## START RECORDS FOR THIS EXERCISE

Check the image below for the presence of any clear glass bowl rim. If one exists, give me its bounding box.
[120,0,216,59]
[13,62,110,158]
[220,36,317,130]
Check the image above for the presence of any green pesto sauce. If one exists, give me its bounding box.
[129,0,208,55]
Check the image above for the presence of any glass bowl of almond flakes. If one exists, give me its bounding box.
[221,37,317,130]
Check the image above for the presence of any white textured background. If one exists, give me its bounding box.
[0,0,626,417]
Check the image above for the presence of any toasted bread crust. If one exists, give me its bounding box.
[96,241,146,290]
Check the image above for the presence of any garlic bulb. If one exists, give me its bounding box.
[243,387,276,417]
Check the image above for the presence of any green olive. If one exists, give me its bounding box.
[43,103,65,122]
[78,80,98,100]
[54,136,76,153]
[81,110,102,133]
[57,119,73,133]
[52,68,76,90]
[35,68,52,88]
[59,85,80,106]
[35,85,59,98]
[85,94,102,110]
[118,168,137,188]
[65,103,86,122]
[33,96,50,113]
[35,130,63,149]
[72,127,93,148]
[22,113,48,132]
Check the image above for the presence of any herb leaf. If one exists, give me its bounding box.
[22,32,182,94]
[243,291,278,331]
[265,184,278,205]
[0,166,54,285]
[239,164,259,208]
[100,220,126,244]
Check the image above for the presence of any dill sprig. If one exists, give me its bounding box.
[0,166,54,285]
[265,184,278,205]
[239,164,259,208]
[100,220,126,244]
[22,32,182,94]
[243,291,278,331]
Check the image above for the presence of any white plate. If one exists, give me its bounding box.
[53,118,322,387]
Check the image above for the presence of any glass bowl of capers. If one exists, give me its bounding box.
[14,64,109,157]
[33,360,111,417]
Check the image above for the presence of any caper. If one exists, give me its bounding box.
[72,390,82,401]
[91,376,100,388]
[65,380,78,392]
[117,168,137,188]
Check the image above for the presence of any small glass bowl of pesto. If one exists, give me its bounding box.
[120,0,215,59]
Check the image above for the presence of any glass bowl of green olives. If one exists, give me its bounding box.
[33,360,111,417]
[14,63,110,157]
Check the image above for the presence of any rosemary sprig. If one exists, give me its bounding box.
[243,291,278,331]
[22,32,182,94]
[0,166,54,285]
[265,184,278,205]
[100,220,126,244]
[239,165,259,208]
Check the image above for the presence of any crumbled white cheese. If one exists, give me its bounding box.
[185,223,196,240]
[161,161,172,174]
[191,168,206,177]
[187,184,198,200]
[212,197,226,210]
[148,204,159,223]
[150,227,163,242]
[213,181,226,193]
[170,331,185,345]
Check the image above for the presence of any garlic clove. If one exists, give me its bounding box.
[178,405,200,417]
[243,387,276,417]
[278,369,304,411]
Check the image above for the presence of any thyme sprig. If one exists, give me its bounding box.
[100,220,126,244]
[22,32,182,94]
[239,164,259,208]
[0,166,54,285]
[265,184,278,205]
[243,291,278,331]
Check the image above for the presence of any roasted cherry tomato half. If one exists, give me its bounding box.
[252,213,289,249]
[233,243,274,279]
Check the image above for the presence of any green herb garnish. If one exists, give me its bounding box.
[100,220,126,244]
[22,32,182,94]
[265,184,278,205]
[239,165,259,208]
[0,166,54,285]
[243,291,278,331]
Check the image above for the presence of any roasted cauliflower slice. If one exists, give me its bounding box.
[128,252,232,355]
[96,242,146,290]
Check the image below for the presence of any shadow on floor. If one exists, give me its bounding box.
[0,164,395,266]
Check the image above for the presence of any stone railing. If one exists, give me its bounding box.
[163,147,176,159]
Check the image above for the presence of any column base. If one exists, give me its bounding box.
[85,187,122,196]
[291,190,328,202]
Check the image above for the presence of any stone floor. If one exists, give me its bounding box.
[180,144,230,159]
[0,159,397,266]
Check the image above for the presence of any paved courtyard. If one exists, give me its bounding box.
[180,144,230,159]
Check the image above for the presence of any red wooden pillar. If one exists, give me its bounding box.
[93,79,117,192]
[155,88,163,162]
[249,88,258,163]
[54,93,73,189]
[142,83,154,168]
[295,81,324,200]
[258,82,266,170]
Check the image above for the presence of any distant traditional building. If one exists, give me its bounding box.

## END RECORDS FOR THIS EXERCISE

■ DIRECTION ■
Reproduce every line above verbatim, from the first through the last.

■ SOLUTION FOR THIS PROBLEM ■
Check the image below for the presence of any clear glass bowl rim. If one exists, give me its bounding box.
[120,0,216,59]
[13,62,110,158]
[220,36,317,130]
Check the image above for the presence of any green pesto sauce. If one exists, give me its bounding box.
[129,0,208,55]
Check the image above for the presence of any glass bowl of almond flakes. If one exists, give me its bounding box.
[221,37,317,130]
Check the image above for the presence of any white textured background. If one exists, give me its bounding box.
[0,0,626,417]
Check the image above for the presence of any toasted bread crust. If one exists, give me its bounding box.
[96,241,146,290]
Check the image above for the presence of any garlic bulb. If one exists, give me its bounding box.
[243,387,276,417]
Check the image above for the presence of any green olive. If one exists, give me its bounding box.
[43,103,65,122]
[78,80,98,100]
[54,136,76,153]
[81,110,102,133]
[57,119,73,133]
[52,68,76,90]
[35,68,52,88]
[59,85,80,106]
[35,85,59,98]
[85,94,102,110]
[118,168,137,188]
[65,103,86,122]
[33,96,50,113]
[35,130,63,149]
[72,127,93,148]
[22,113,48,132]
Check the image above for the presence of any herb leaf. If one exists, give me its bounding box.
[22,32,182,94]
[243,291,278,331]
[265,184,278,205]
[0,166,54,285]
[239,164,259,208]
[100,220,126,244]
Check the image above for the presence of any dill sprig. If one exists, give me its bounding box.
[0,166,54,285]
[265,184,278,205]
[239,164,259,208]
[100,220,126,244]
[22,32,182,94]
[243,291,278,331]
Check the image above for the presence of any white plate. If one exists, give me its bounding box.
[53,118,322,387]
Check the image above for the presence of any glass bowl of capers. If one exists, give me its bounding box.
[14,64,109,157]
[33,360,111,417]
Check the image above for the presence of any caper. If one exists, give me its bounding box.
[72,390,82,401]
[91,376,100,388]
[65,380,78,392]
[117,168,137,188]
Check the image above for the presence of any small glass bowl of pesto. If one exists, give me its bounding box.
[120,0,215,59]
Check the image above for the presence of any glass bowl of green olives. If one exists, give me its bounding box.
[33,360,111,417]
[14,63,110,157]
Check the image above for the presence of any rosemary sprig. If one exists, give me its bounding box.
[243,291,278,331]
[22,32,182,94]
[0,166,54,285]
[265,184,278,205]
[100,220,126,244]
[239,165,259,208]
Check the image above for the presence of any crumbled white cheese. If one exists, give me its bounding box.
[185,223,196,240]
[161,161,172,174]
[191,168,206,177]
[187,184,198,200]
[212,197,226,210]
[148,204,159,223]
[150,227,163,242]
[213,181,226,193]
[170,331,185,345]
Check the image above for the presence of any garlic clove. If one exists, give me its bounding box.
[178,405,200,417]
[243,387,276,417]
[278,369,304,411]
Check the image above for the presence of any thyme sprig. If one exists, give me its bounding box.
[100,220,126,244]
[22,32,182,94]
[239,164,259,208]
[0,166,54,285]
[265,184,278,205]
[243,291,278,331]
Check the image above for the presence of any roasted cherry tomato half. If one exists, give me its bounding box.
[252,213,289,249]
[233,243,274,279]
Check the image above for the presence of any green herb garnish. If one exists, give me its bounding box.
[100,220,126,244]
[22,32,182,94]
[265,184,278,205]
[239,165,259,208]
[0,166,54,285]
[243,291,278,331]
Check the image above for the presence of any roasted cauliflower slice. If one exists, give me its bounding box.
[128,252,232,355]
[96,242,146,290]
Check the image below for the presence of any shadow on floor. If one exists, give me its bounding box.
[0,164,395,266]
Check the image above for the presence of any stone railing. If one exists, give me its bounding box.
[163,147,176,159]
Check the image above for the presence of any column base. If one exists, give me its bounding box.
[85,187,122,196]
[291,190,328,202]
Check the image above for the presence of any stone floor. If one exists, give me its bounding box.
[180,144,230,159]
[0,159,397,266]
Check the image above for the presence of any paved courtyard. If one exists, give me its bounding box.
[180,144,230,159]
Check the image above for the presence of any red wooden pillar. If one exists, give me its bounding box.
[93,79,117,192]
[155,88,163,162]
[249,88,258,163]
[54,93,73,189]
[142,83,154,168]
[295,81,324,200]
[258,82,266,170]
Check the image above for the presence of any distant traditional building. If one exists, give me its bounding box.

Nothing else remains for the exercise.